Proposal: inheritance for stateful lexers

no-context / moo

Optimised tokenizer/lexer generator! 🐄 Uses /y for performance. Moo.

BSD 3-Clause "New" or "Revised" License

817 stars 65 forks source link

Proposal: inheritance for stateful lexers #93

Closed nathan closed 5 years ago

nathan commented 5 years ago

PR so you can play around with it. I'll add tests if this seems like the right idea.

This adds a new include rule, which allows you to include all the rules from another state. include behaves as follows:

Each rule is included at most once.
Each rule is included at the earliest possible position in the rule list (i.e., the position where it is most able to match).
Including a state in itself does nothing.
Direct and indirect cyclical inclusions are allowed.

Here's an example of parsing JS-like templates:

const lexer = moo.states({
  $all: { err: moo.error },
  main: {
    include: 'std',
  },
  brace: {
    include: 'std',
    rbrace: { match: '}', pop: 1 },
  },
  template: {
    include: 'std',
    tmid: { match: /}(?:\\[^]|[^\\`])*?\${/, value: s => s.slice(1, -2) },
    tend: { match: /}(?:\\[^]|[^\\`])*?`/, value: s => s.slice(1, -1), pop: 1 },
  },
  std: {
    include: ['comment', 'ws'],
    id: /[A-Za-z]\w*/,
    op: /[!=]==|\+[+=]?|-[-=]|<<=?|>>>?=?|&&?|\|\|?|[<>!=/*&|^%]=|[~!,/*^?:%]/,
    tbeg: { match: /`(?:\\[^]|[^\\`])*?\${/, value: s => s.slice(1, -2), push: 'template' },
    tsim: { match: /`(?:\\[^]|[^\\`])*?`/, value: s => s.slice(1, -1) },
    str: { match: /'(?:\\[^]|[^\\'])*?'|"(?:\\[^]|[^\\"])*?"/, value: s => s.slice(1, -1) },
    lbrace: { match: '{', push: 'brace'},
  },
  ws: {
    ws: { match: /\s+/, lineBreaks: true },
  },
  comment: {
    lc: /\/\/.+/,
    bc: /\/\*[^]*?\*\//,
  },
})

lexer.reset('`just ` + /* comment */ // line\n`take ${one} and ${a}${two} and a` + {three: `${{four: five}}}`} / "six"')
for (const tok of lexer) {
  if (tok.type !== 'ws') console.log(tok.type, JSON.stringify(tok.value))

(INSTRUCTIONS)
1/ From the stateful lexer proposal above, list every rule it gives for how the include rule behaves.
2/ Answer these questions about the stateful lexer proposal above:
(a) Under which license is the moo project released?
(b) What number does the proposal carry?
(c) Which two states does the std state include in the example?
3/ Carry on the stateful lexer proposal above, starting right after its last line.

(EXCERPTED RECORDS)
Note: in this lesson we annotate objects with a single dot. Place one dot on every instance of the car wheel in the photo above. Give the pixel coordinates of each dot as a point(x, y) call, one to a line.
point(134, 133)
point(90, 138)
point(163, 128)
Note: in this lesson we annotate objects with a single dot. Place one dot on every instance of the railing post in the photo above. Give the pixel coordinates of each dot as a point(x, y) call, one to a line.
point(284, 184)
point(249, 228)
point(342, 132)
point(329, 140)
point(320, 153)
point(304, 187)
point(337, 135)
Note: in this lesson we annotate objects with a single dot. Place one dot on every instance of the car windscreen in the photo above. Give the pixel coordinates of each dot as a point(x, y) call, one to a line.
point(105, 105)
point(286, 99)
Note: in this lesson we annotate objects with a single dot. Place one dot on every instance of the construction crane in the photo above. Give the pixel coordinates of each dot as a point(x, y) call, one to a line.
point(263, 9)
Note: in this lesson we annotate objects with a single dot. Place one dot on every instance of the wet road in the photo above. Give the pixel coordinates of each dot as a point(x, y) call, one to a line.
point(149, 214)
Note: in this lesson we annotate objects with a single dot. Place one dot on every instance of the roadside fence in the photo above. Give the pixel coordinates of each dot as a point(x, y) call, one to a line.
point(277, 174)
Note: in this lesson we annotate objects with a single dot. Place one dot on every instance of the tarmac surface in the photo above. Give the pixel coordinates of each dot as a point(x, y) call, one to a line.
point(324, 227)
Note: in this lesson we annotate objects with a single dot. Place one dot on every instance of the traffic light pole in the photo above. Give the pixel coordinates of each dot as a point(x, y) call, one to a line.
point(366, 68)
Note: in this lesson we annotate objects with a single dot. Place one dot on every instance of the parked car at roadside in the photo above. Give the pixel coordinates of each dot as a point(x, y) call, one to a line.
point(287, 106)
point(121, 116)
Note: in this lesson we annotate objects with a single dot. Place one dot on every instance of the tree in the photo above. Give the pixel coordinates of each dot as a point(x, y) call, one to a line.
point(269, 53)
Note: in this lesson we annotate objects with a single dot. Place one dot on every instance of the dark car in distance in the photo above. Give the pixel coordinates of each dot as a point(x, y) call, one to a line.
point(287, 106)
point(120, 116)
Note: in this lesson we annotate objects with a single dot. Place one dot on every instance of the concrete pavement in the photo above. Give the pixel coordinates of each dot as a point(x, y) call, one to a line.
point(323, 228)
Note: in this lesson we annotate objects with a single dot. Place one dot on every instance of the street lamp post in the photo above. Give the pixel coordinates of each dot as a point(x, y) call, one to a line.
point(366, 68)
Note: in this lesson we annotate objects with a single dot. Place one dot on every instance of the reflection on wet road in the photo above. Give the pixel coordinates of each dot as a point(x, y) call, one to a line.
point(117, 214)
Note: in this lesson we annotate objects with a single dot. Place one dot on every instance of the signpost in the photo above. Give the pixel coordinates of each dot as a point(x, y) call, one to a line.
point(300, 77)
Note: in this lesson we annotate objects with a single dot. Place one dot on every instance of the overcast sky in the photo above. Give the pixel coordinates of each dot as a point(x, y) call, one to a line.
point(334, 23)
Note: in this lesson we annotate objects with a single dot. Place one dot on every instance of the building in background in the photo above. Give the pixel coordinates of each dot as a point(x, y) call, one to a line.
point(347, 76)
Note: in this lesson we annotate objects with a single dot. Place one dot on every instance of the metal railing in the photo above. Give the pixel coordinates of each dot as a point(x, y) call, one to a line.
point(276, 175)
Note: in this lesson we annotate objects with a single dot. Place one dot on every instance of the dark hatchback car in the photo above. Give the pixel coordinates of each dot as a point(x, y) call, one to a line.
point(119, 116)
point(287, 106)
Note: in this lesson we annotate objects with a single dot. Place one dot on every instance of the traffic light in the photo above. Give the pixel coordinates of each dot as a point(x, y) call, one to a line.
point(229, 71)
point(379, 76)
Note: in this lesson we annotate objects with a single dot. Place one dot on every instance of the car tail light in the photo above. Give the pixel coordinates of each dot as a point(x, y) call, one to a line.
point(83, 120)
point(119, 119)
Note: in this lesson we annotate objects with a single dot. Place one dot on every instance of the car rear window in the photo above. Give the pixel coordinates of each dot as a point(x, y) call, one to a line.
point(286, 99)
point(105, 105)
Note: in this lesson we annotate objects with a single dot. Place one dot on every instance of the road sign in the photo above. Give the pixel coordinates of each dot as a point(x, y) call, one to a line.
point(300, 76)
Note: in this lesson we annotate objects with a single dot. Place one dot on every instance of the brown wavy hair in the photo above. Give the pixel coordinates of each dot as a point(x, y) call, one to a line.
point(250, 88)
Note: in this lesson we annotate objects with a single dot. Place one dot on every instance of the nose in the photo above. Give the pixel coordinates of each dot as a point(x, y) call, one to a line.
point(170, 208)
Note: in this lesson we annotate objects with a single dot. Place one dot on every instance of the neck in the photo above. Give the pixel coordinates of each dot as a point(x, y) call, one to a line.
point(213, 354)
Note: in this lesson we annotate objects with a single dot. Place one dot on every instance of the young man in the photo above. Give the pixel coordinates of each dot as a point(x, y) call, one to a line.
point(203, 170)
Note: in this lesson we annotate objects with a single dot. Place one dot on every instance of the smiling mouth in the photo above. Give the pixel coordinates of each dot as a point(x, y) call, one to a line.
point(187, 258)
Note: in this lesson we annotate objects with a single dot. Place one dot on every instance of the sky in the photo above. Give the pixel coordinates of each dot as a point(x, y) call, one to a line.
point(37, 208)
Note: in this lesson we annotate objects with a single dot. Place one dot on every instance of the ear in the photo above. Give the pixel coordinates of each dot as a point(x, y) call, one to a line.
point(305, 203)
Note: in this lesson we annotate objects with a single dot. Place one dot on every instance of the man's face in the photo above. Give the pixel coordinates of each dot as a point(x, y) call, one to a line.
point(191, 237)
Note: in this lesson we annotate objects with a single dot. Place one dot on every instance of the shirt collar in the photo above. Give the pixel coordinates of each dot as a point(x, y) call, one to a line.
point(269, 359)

(ANSWERS IN ORDER)
1/
- Each rule is included at most once.
- Each rule is included at the earliest possible position in the rule list (the position where it is most able to match).
- Including a state in itself does nothing.
- Direct and indirect cyclical inclusions are allowed.

2/
(a) The BSD 3-Clause "New" or "Revised" License.
(b) #93.
(c) comment and ws.

3/
}

Here's how it behaves with cycles:

const lex2 = moo.states({
  $all: {
    ws: { match: /\s+/, lineBreaks: true },
  },
  a: {
    a: /a\w/,
    switch: { match: '|', next: 'b' },
    include: 'b',
  },
  b: {
    b: /\wb/,
    switch: { match: '|', next: 'a' },
    include: 'a',
  },
})
lex2.reset('ab ac bb ac cb | ab ac bb ac cb')
for (const tok of lexer) {
  if (tok.type !== 'ws') console.log(tok.type, JSON.stringify(tok.value))
}

tjvr commented 5 years ago

This is cool, thanks for investigating this!

My first thought is: wow, that's a fairly sophisticated example tokenizer you have there (the JS-template-like one). I'm not sure I could have written it myself; I wonder if we've made a tool that only you can use correctly ;-)

(As a minor point of style, I'd have kept the rbrace rule in std, and have my parser generate "unexpected }" errors.)

Each rule is included at the earliest possible position in the rule list (i.e., the position where it is most able to match).

Can you explain what you mean by this? Order is reasonably important in Moo lexers, so it would be good to understand this (and make sure we get the semantics right). Is it that in normal behaviour, the rules are inserted in place of the include; and the "earliest possible position" constraint only applies if a rule would be included more than once?

I suppose using a dictionary for this means we can't allow multiple include directives in different places in the rule list of a state. I'm not sure whether this would be common in practice.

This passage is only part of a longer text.